Express the lines of the records below as a Markdown table with two columns, No. and Text, numbering each row and leaving out blank lines. Begin at the line that contains "OBJECT_QUERY: roof rail" and stop after the line that contains "top-left (163, 92), bottom-right (186, 113)", including no other lines.

--

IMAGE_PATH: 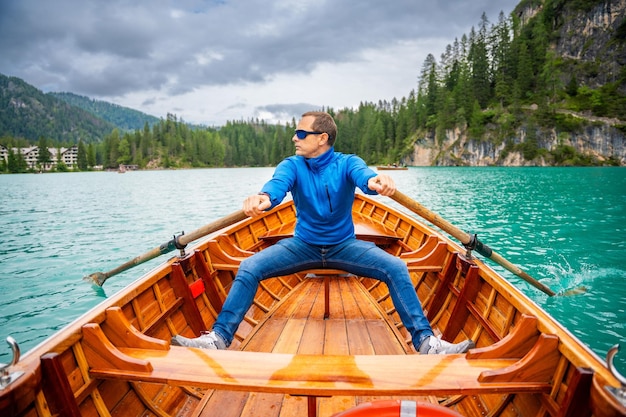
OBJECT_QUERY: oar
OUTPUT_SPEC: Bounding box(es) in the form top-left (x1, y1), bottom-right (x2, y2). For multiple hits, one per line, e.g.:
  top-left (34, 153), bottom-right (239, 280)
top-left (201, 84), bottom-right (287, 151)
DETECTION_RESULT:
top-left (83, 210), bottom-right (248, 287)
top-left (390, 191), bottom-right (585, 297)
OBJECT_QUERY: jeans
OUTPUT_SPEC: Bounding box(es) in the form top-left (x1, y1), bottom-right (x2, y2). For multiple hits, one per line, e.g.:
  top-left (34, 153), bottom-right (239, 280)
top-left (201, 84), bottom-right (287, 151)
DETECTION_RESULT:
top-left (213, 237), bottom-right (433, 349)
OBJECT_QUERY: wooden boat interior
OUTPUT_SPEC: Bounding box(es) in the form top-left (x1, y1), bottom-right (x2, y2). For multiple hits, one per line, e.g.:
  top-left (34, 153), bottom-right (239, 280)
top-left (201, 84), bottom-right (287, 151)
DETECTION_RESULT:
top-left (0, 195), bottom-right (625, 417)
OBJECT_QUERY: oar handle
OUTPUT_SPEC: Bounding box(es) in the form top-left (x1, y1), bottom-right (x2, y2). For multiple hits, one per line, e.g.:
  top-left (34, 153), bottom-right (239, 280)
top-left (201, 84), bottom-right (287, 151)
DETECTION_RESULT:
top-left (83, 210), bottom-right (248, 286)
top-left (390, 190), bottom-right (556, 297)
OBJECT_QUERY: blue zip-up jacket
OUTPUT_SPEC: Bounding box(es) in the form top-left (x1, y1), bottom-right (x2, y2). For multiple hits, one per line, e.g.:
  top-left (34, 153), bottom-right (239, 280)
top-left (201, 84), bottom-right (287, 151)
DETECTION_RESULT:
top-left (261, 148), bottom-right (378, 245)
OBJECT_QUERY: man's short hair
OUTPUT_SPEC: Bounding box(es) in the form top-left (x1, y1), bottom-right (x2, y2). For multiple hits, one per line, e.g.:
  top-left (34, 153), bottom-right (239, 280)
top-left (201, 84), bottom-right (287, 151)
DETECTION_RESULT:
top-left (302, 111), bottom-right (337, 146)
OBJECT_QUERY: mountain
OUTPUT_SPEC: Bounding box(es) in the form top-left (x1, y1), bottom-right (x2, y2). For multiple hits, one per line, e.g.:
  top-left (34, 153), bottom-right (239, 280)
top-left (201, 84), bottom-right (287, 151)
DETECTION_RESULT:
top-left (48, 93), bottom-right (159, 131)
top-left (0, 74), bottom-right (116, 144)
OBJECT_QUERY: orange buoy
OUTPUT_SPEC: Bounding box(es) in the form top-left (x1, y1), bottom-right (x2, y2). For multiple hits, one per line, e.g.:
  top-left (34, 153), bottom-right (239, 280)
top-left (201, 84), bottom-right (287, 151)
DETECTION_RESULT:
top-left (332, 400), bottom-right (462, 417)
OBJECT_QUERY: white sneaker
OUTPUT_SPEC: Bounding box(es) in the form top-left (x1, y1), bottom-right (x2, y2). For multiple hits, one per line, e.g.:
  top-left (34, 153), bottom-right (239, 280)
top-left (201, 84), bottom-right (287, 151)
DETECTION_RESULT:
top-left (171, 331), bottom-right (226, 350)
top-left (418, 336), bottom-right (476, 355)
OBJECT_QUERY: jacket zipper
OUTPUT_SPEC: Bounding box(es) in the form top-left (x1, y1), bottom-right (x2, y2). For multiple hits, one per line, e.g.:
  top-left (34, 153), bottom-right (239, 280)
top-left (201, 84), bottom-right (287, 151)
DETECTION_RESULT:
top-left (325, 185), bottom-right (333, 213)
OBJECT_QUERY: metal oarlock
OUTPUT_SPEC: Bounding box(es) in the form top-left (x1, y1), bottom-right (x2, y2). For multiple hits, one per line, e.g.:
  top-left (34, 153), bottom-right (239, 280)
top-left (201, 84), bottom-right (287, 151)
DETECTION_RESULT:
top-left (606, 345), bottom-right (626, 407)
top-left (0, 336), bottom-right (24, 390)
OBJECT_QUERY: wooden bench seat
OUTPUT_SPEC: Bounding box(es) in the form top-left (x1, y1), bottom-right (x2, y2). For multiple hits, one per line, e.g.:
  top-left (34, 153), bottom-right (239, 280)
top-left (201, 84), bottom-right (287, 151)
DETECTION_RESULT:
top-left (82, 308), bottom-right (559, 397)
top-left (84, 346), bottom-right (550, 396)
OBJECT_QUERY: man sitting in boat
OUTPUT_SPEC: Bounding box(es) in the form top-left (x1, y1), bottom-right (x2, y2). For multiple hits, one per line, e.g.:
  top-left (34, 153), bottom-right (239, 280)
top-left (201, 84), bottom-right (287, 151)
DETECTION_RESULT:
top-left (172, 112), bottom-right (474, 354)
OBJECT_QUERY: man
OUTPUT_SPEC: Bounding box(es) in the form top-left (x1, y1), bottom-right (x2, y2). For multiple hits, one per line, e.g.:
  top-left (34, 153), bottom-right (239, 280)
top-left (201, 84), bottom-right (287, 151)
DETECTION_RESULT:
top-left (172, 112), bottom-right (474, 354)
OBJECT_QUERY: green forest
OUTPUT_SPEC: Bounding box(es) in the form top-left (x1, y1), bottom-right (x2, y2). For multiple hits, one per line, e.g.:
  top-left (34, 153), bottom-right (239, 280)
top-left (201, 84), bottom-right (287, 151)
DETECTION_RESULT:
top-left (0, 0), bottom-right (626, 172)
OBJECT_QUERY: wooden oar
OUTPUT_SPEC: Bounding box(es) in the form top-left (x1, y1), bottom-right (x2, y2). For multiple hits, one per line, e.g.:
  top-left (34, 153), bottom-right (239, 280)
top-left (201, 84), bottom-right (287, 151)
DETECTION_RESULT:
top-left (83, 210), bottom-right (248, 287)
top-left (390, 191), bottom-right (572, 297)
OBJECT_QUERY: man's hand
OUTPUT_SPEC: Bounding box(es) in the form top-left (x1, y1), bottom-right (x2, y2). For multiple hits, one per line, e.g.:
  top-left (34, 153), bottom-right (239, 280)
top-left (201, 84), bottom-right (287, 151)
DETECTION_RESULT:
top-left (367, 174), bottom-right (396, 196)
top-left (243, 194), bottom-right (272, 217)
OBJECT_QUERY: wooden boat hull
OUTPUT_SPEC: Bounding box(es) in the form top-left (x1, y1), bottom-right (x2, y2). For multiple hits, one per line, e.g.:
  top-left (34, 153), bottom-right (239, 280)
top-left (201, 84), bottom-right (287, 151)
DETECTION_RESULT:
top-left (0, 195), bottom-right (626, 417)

--

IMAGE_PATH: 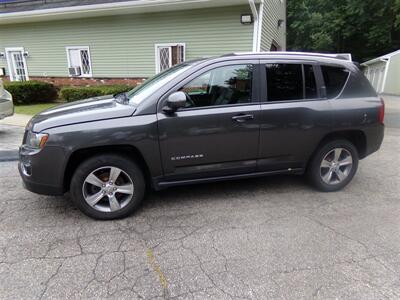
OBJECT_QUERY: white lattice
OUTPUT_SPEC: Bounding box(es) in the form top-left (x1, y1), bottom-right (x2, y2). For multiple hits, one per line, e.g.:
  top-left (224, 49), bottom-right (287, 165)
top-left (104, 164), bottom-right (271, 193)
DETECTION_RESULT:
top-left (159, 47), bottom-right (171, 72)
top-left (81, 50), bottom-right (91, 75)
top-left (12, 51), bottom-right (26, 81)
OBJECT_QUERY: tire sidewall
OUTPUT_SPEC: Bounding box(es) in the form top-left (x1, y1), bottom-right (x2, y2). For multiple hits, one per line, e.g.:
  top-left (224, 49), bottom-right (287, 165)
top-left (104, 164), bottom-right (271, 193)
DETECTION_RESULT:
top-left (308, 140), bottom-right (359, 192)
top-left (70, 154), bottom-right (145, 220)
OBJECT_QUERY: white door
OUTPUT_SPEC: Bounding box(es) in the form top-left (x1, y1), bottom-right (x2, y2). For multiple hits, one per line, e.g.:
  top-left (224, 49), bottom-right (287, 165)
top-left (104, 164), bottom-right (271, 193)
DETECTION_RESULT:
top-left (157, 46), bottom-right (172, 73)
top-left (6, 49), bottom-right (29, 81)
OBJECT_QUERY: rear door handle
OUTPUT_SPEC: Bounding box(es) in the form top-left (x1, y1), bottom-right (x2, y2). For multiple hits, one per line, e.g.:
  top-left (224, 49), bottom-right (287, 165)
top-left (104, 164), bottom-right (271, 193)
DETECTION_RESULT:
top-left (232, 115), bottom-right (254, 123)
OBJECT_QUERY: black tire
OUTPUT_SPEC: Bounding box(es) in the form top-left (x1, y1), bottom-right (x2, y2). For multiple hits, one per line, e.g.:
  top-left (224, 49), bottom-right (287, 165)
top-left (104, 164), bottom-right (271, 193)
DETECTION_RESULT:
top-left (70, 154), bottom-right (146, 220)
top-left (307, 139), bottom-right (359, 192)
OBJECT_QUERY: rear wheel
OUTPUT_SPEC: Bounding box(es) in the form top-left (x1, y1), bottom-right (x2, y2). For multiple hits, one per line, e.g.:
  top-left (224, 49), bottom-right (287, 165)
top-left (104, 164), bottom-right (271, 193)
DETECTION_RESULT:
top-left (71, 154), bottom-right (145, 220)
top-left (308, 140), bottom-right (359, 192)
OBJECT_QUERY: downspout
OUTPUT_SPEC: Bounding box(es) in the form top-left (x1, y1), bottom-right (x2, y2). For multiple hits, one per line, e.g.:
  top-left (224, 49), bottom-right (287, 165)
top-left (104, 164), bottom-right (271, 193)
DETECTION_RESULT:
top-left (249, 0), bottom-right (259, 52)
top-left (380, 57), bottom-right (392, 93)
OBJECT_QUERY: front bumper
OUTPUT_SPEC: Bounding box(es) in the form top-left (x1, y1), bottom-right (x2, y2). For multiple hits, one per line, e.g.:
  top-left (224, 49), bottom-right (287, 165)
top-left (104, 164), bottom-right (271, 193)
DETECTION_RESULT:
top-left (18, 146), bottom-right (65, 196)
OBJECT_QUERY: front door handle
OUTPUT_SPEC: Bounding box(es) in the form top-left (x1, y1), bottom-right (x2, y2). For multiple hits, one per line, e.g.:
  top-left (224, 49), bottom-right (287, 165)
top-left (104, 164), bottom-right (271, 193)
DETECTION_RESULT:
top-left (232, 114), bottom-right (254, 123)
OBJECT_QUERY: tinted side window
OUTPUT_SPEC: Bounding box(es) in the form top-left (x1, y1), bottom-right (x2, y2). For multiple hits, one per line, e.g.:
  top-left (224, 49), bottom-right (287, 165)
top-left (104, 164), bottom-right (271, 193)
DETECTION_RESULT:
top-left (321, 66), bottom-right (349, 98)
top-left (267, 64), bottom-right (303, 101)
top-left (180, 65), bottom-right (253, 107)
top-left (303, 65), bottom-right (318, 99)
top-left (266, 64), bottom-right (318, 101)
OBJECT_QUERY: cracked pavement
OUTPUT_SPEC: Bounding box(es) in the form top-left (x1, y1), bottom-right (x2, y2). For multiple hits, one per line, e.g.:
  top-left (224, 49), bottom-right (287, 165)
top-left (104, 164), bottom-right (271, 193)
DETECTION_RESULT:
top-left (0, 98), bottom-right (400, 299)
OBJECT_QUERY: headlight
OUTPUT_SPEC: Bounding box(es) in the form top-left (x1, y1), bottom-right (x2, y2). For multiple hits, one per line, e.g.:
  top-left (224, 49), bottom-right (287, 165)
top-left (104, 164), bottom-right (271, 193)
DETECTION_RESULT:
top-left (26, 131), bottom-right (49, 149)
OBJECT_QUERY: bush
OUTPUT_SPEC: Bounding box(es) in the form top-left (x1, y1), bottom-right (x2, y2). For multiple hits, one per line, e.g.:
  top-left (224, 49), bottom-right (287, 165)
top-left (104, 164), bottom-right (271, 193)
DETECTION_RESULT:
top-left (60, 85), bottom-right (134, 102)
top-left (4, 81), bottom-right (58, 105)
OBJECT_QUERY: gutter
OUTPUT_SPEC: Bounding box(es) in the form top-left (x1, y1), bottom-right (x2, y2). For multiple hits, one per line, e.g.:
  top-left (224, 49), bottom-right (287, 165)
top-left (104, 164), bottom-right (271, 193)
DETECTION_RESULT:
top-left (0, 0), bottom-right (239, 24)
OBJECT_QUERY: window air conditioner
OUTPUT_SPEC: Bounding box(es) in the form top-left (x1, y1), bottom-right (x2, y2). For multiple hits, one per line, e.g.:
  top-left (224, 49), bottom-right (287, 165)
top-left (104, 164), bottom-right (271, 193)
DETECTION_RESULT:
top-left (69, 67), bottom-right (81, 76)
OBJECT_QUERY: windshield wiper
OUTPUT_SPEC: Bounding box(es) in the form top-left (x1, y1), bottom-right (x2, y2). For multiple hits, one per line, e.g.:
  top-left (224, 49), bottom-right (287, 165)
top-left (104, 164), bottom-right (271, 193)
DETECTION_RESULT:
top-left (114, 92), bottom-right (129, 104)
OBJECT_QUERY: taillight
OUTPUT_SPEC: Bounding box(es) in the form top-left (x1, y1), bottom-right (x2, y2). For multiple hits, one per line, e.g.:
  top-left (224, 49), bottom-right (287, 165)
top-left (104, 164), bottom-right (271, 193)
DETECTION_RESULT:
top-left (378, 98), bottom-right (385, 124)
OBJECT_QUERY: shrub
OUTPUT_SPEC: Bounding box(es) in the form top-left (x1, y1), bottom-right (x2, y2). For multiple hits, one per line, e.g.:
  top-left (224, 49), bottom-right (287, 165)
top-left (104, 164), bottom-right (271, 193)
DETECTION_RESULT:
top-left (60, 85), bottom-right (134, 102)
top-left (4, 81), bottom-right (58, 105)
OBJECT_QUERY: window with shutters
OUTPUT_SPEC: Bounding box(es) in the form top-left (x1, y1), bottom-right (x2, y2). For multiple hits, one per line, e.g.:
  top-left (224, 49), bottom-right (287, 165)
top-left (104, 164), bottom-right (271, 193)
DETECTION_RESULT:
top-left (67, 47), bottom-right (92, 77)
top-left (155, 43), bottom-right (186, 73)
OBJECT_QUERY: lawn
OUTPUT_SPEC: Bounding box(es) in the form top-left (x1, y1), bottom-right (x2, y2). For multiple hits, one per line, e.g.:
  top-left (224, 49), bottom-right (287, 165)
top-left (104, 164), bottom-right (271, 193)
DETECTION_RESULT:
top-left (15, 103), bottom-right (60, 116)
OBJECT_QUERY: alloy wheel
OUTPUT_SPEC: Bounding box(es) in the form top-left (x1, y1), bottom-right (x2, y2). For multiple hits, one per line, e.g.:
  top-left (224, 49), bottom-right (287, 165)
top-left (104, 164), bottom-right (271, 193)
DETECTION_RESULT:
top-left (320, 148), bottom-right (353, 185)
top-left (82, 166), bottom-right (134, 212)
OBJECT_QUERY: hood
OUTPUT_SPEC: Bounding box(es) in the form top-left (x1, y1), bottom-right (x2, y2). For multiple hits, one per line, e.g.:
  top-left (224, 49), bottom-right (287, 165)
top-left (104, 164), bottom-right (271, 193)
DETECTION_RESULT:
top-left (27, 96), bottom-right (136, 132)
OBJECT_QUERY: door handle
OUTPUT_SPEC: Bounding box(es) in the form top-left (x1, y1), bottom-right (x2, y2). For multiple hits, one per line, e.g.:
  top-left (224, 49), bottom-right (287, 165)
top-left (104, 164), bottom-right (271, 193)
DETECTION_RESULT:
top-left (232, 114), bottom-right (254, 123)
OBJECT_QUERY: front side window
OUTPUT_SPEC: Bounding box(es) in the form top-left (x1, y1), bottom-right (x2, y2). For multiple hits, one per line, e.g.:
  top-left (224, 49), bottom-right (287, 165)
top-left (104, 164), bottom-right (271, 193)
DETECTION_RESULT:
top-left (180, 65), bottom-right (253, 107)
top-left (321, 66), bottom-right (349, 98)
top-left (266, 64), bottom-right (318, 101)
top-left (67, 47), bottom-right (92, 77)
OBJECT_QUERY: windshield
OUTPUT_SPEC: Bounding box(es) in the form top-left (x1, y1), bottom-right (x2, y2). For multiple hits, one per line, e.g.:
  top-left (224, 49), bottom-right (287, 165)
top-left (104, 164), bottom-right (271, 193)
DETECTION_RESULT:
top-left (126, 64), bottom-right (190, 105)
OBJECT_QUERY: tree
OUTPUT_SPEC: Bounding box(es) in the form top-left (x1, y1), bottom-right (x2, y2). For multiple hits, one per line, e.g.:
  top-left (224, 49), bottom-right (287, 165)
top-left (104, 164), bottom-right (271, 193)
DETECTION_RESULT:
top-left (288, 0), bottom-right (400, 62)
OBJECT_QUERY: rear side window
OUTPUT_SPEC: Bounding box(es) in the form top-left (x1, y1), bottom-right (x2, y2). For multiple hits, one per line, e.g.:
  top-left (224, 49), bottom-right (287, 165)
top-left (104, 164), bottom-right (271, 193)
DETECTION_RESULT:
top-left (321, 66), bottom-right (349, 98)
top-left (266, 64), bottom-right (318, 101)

--

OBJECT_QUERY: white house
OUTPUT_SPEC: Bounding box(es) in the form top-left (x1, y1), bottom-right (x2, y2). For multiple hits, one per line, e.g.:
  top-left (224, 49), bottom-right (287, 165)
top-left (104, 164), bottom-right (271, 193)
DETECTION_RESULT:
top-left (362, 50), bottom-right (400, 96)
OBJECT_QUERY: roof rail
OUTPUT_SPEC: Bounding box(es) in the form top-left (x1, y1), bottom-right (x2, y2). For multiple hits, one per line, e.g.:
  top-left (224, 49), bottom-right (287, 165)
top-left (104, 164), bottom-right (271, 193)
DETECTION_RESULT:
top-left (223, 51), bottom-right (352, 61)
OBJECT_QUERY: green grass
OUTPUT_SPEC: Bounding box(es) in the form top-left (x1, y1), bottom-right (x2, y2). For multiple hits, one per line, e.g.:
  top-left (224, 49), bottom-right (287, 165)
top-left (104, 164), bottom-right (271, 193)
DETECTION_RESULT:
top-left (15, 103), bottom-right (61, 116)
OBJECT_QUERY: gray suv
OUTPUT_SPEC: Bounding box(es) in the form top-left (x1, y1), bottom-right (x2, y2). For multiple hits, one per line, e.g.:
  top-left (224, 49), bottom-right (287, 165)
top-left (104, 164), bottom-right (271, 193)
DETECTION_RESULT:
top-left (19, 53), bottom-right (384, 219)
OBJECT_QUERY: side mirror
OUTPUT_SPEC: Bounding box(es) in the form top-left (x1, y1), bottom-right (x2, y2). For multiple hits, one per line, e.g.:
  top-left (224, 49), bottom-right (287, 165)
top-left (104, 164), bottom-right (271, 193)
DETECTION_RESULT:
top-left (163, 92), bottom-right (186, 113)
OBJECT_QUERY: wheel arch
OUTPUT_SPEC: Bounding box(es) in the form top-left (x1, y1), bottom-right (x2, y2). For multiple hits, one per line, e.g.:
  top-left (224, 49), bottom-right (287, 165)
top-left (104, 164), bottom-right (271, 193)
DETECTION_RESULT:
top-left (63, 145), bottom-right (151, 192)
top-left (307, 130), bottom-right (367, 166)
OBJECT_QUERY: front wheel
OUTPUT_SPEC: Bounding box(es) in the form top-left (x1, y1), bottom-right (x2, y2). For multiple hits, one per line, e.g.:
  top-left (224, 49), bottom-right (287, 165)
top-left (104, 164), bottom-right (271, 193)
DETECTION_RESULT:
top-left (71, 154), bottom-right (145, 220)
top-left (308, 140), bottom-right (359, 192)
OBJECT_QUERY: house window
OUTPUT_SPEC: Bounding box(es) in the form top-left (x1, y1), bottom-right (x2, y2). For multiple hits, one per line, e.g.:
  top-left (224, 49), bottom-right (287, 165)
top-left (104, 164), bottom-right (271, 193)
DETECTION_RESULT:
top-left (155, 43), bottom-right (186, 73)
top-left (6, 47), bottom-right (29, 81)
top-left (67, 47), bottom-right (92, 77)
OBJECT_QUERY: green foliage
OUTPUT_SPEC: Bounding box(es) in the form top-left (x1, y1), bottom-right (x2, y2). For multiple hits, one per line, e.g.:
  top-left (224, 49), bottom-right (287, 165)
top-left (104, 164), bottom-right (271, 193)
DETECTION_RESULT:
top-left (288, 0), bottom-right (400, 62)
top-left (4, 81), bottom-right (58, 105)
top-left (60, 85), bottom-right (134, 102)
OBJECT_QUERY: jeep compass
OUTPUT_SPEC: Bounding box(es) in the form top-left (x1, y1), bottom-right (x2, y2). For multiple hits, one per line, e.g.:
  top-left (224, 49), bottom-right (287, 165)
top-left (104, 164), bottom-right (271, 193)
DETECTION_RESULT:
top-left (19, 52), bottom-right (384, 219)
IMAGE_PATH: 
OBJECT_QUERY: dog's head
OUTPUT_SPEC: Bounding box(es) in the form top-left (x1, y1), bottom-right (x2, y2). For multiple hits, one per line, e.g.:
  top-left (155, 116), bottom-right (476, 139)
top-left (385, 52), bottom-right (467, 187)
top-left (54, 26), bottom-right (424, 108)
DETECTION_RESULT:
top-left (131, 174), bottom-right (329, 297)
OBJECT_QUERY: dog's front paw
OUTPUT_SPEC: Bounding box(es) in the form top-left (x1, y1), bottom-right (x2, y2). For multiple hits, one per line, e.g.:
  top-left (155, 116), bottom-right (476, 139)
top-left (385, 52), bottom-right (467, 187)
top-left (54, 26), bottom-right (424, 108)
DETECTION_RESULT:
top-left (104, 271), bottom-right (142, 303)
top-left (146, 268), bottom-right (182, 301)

--

• RESULT OF THE TASK:
| No. | Text |
|---|---|
| 1 | OBJECT_QUERY: roof rail |
| 2 | OUTPUT_SPEC: Bounding box(es) in the form top-left (x1, y1), bottom-right (x2, y2). For multiple hits, one per line, e.g.: |
| 3 |   top-left (224, 49), bottom-right (287, 165) |
| 4 | top-left (104, 164), bottom-right (271, 193) |
| 5 | DETECTION_RESULT: |
| 6 | top-left (223, 51), bottom-right (352, 61) |
| 7 | OBJECT_QUERY: green grass |
| 8 | OUTPUT_SPEC: Bounding box(es) in the form top-left (x1, y1), bottom-right (x2, y2). For multiple hits, one per line, e.g.: |
| 9 |   top-left (224, 49), bottom-right (287, 165) |
| 10 | top-left (104, 164), bottom-right (271, 193) |
| 11 | DETECTION_RESULT: |
| 12 | top-left (15, 103), bottom-right (61, 116) |
| 13 | OBJECT_QUERY: gray suv |
| 14 | OUTPUT_SPEC: Bounding box(es) in the form top-left (x1, y1), bottom-right (x2, y2). For multiple hits, one per line, e.g.: |
| 15 |   top-left (224, 49), bottom-right (287, 165) |
| 16 | top-left (104, 164), bottom-right (271, 193) |
| 17 | DETECTION_RESULT: |
| 18 | top-left (19, 53), bottom-right (384, 219) |
| 19 | OBJECT_QUERY: side mirror |
| 20 | OUTPUT_SPEC: Bounding box(es) in the form top-left (x1, y1), bottom-right (x2, y2). For multiple hits, one per line, e.g.: |
| 21 |   top-left (224, 49), bottom-right (287, 165) |
| 22 | top-left (104, 164), bottom-right (271, 193) |
| 23 | DETECTION_RESULT: |
| 24 | top-left (163, 92), bottom-right (186, 113) |